WHAT YOU SHOULD DO. Copy every line in the records below that contains the word "Find".

= = = =

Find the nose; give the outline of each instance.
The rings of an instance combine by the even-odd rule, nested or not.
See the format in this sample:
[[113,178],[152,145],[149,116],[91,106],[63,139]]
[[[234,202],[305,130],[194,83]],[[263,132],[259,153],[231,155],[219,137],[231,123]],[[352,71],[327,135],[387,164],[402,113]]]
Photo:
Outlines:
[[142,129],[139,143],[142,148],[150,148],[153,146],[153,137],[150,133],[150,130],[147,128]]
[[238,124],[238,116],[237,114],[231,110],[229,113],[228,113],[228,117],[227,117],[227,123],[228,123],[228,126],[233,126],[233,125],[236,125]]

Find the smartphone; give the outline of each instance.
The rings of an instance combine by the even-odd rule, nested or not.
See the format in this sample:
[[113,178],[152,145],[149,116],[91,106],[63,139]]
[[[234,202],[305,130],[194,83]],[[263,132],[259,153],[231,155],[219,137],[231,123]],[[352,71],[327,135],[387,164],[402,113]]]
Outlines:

= = = =

ANSWER TO THIS EXERCISE.
Find the nose; give the outline of each instance.
Find the smartphone; give the outline of each instance.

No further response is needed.